[Stored items from a collection]
start
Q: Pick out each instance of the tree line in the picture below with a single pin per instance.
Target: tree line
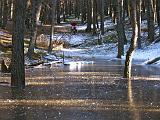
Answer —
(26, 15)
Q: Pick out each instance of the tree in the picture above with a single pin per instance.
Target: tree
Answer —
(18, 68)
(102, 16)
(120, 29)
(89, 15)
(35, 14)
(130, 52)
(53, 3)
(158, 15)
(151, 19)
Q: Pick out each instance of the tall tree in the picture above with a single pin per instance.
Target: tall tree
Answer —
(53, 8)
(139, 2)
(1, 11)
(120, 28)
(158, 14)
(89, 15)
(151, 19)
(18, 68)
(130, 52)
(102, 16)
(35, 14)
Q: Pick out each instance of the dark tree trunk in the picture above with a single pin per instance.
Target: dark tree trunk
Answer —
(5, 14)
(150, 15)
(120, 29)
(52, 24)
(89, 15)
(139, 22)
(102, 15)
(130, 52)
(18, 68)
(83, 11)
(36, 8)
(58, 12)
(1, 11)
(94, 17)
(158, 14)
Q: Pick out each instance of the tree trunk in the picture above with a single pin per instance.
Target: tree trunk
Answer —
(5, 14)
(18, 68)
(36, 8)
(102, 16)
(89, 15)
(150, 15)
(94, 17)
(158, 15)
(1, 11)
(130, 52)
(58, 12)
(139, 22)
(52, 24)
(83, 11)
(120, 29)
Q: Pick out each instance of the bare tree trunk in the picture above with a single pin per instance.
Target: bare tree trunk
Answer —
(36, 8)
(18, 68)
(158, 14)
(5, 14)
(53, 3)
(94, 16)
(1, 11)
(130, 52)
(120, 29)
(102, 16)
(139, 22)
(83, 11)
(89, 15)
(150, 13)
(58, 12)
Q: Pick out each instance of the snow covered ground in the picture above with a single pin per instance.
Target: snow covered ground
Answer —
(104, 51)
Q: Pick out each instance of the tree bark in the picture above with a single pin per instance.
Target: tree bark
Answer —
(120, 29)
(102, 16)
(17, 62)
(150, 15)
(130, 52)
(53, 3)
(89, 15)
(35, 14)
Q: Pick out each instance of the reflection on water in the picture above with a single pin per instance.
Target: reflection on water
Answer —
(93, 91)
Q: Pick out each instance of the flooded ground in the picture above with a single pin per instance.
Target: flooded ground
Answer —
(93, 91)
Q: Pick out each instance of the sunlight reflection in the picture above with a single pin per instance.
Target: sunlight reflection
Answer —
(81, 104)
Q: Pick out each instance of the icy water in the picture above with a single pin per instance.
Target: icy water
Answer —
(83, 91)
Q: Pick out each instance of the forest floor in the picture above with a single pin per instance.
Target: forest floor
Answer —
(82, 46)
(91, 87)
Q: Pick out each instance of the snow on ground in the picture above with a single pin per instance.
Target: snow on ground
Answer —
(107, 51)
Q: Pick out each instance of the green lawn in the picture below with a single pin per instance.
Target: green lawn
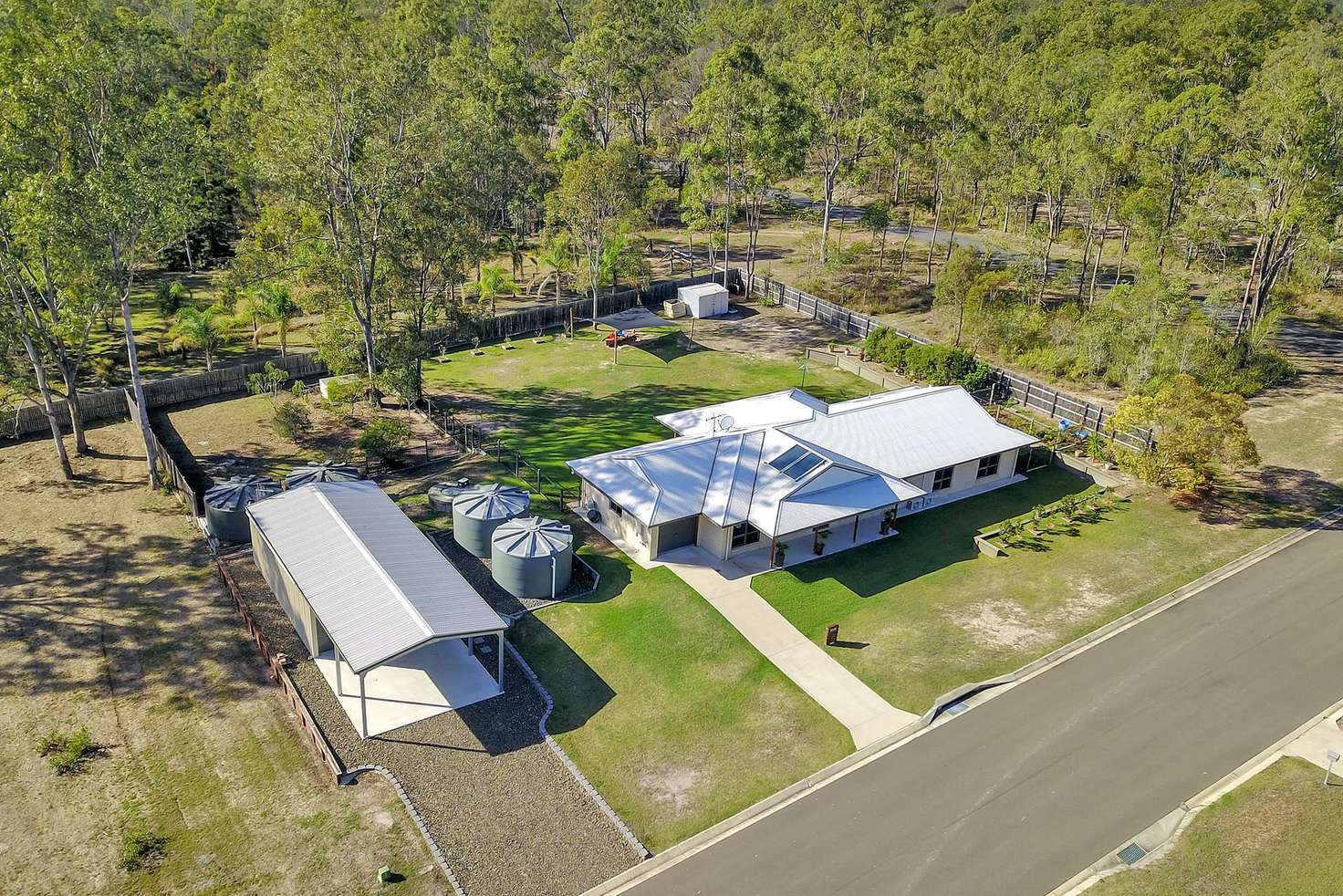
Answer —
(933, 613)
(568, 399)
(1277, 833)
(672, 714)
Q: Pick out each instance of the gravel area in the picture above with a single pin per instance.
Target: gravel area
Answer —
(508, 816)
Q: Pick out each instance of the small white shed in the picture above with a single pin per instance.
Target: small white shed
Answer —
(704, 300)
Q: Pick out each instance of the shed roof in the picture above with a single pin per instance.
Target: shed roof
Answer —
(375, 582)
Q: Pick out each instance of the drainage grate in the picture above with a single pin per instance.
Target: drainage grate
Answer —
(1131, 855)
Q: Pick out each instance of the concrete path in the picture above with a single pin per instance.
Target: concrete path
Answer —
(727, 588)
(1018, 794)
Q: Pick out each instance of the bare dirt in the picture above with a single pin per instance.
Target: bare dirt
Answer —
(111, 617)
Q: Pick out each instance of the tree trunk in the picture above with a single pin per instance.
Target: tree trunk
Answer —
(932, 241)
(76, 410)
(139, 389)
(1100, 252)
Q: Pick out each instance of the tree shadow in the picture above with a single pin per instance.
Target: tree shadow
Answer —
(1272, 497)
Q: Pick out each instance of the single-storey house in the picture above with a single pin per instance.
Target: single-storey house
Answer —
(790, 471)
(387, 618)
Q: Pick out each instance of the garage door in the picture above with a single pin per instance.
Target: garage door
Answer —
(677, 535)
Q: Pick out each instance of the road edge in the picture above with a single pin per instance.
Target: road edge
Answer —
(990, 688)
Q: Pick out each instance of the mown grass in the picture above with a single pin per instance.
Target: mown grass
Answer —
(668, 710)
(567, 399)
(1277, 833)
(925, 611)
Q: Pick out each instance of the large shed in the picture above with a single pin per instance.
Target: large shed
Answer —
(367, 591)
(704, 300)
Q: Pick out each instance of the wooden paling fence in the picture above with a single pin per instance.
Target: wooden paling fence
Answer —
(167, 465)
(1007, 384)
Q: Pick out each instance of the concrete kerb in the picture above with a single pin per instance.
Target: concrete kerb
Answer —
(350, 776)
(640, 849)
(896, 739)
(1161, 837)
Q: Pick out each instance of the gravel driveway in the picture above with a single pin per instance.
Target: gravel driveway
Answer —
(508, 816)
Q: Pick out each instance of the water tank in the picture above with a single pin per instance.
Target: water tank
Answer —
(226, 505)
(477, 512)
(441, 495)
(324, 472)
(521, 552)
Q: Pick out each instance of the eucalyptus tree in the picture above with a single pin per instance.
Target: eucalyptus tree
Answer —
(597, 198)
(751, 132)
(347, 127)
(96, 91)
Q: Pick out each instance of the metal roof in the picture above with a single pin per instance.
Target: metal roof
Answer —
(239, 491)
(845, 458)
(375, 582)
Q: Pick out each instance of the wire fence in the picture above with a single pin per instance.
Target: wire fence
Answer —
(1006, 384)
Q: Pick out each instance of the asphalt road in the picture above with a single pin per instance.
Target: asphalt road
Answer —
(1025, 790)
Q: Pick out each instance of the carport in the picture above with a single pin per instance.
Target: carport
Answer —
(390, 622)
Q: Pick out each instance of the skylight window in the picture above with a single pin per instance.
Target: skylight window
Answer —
end
[PROMPT]:
Leave the pictures out and copy the rest of the data exactly.

[RESULT OF THIS EXERCISE]:
Q: Pick out each instance of the tree line in the picture below with a single pin per instance.
Target: tree line
Answer —
(26, 15)
Q: Pick out each instance of the tree in the picture above with a single pin per instance.
Target: tree
Answer —
(18, 68)
(102, 16)
(120, 29)
(89, 15)
(35, 14)
(130, 52)
(53, 3)
(158, 15)
(151, 19)
Q: Pick out each instance of the tall tree in the picture above with a single pin per instance.
Target: tall tree
Answer —
(53, 8)
(139, 2)
(1, 11)
(120, 28)
(158, 14)
(89, 15)
(151, 19)
(18, 68)
(130, 52)
(102, 16)
(35, 14)
Q: Pick out each instance of the dark tree trunk in the picture above with a single pin per instance.
Target: dark tree trunk
Answer —
(5, 14)
(150, 15)
(120, 29)
(52, 24)
(89, 15)
(139, 22)
(102, 15)
(130, 52)
(18, 68)
(83, 11)
(36, 8)
(58, 12)
(1, 11)
(94, 17)
(158, 14)
Q: Pick out each instance of the tree trunk in the picture above with a single pin per instance.
Target: tree trunk
Answer —
(5, 14)
(18, 68)
(36, 8)
(102, 16)
(89, 15)
(150, 15)
(94, 17)
(158, 15)
(1, 11)
(130, 52)
(58, 12)
(139, 22)
(52, 24)
(83, 11)
(120, 29)
Q: Pick out each instance of the bare tree trunk in the picture above with a single pin per instance.
Target: bare tree trunk
Answer —
(36, 8)
(18, 68)
(158, 14)
(5, 14)
(53, 3)
(94, 16)
(1, 11)
(130, 52)
(120, 29)
(102, 16)
(139, 22)
(83, 11)
(89, 15)
(150, 13)
(58, 12)
Q: Pick out each instance of the snow covered ground in the picture above with a single pin per instance.
Target: snow covered ground
Answer —
(104, 51)
Q: Pick out each instance of the tree bark in the picture above with a single pin per instance.
Target: tree bark
Answer —
(120, 29)
(102, 16)
(17, 62)
(150, 15)
(130, 52)
(53, 3)
(89, 15)
(35, 14)
Q: Pick out each instance of the reflection on water in the picture above with a single pin per instance.
Target: reflection on water
Answer —
(93, 91)
Q: Pick out each instance of the flooded ground in the picture above with a single pin per instance.
Target: flooded ground
Answer —
(93, 91)
Q: Pick out each instance of the sunlight reflection in the picture above with a single pin per instance.
Target: sunlight reflection
Answer —
(81, 104)
Q: Pick out each instance of the icy water in the picture above with a single pin per instance.
Target: icy water
Answer —
(83, 91)
Q: Pick out each instance of the forest floor in the picture above with a single pin per instance.
Target: forest floor
Answer —
(82, 46)
(91, 87)
Q: Pick out each instance of the snow on ground in the picture above with a single pin per instance.
Target: snow on ground
Answer —
(107, 51)
Q: Pick out each instance of the green lawn in the picture below with a single pin per instance.
Target: green lawn
Answer —
(933, 613)
(568, 399)
(1277, 833)
(672, 714)
Q: Pick out each instance of the gravel area in the picture above with a single pin per instance.
Target: gravel area
Answer —
(508, 816)
Q: Pick out each instance of the small white shed in the picture above with a single pin per instance.
Target: small white shed
Answer —
(704, 300)
Q: Pick out each instance of the shed roof in the picture above with a single pin per instance.
Target: shed roof
Answer —
(375, 582)
Q: Pick out each instance of the drainage grate in the picture above with a single pin per instance.
Target: drainage grate
Answer —
(1131, 855)
Q: Pick out each instance of the concrete path in the picture above with a single pin per instance.
Target: concrete path
Answer —
(727, 588)
(1018, 794)
Q: Pick out each instance of the bare dirt in the picture above with a single pin per instance.
Target: bare dirt
Answer —
(111, 617)
Q: Pick out each instance of the tree trunk in the picture above with a single pin per instance.
Target: tree trunk
Answer —
(932, 241)
(76, 410)
(139, 389)
(1100, 252)
Q: Pick out each instance of the tree shadow in the picture above with a single pin per instance.
Target: tree shadow
Answer —
(1272, 497)
Q: Pick out each instance of the single-storey house in the picture above with a single pin per instance.
Target: single-storey house
Answer —
(790, 471)
(387, 618)
Q: Pick out each instance of the garage door in the picture above with a single pin per instance.
Target: garage door
Answer —
(677, 535)
Q: Pick out each instance of the road edge in the picture above with a single pin per instance.
Target: road edge
Answer —
(990, 688)
Q: Pick out each instance of the mown grass in the picture above with a single pin per instance.
Target: mown grass
Answer —
(668, 710)
(567, 399)
(1277, 833)
(925, 611)
Q: Pick out each instance of the large shed in the picture above with a single pin per instance.
Target: large shed
Answer —
(367, 591)
(704, 300)
Q: Pick out each instance of the wooden paling fence in the picture above with a single pin per instance.
Target: wooden paling fence
Answer —
(167, 465)
(1007, 384)
Q: Pick out each instance of the concrete kerb in the picture above with a single pin per instance.
Target: concrete kerb
Answer —
(350, 776)
(640, 849)
(896, 739)
(1161, 837)
Q: Pick out each instance of the gravel driveway in the picture above with a single pin per instance.
Target: gravel driveway
Answer —
(508, 816)
Q: Pick out each instance of the water tank in the picture above with a single pin per instance.
Target: water tank
Answer —
(226, 505)
(477, 512)
(441, 495)
(324, 472)
(521, 552)
Q: Pick out each instance of the eucalyptus tree in the picture above with a single pin per instance.
Target: eucalyptus tree
Answer —
(597, 198)
(751, 132)
(347, 127)
(96, 91)
Q: Pick out each instance of the metal roof in the picture above with a single pin per instance.
Target: metal roof
Answer —
(239, 491)
(845, 458)
(375, 582)
Q: Pick out each instance of the wire fence in the picture above with a single pin per instance.
Target: wire fence
Answer —
(1006, 384)
Q: Pick out each instance of the asphalt road in the picture above with a single pin per instance.
Target: asphalt road
Answer —
(1025, 790)
Q: Pick out each instance of the carport in the picture above with a single pin per instance.
Target: carport
Answer —
(390, 622)
Q: Pick out each instance of the skylight window in the picture above with a single pin per instance.
Target: skylight window
Answer —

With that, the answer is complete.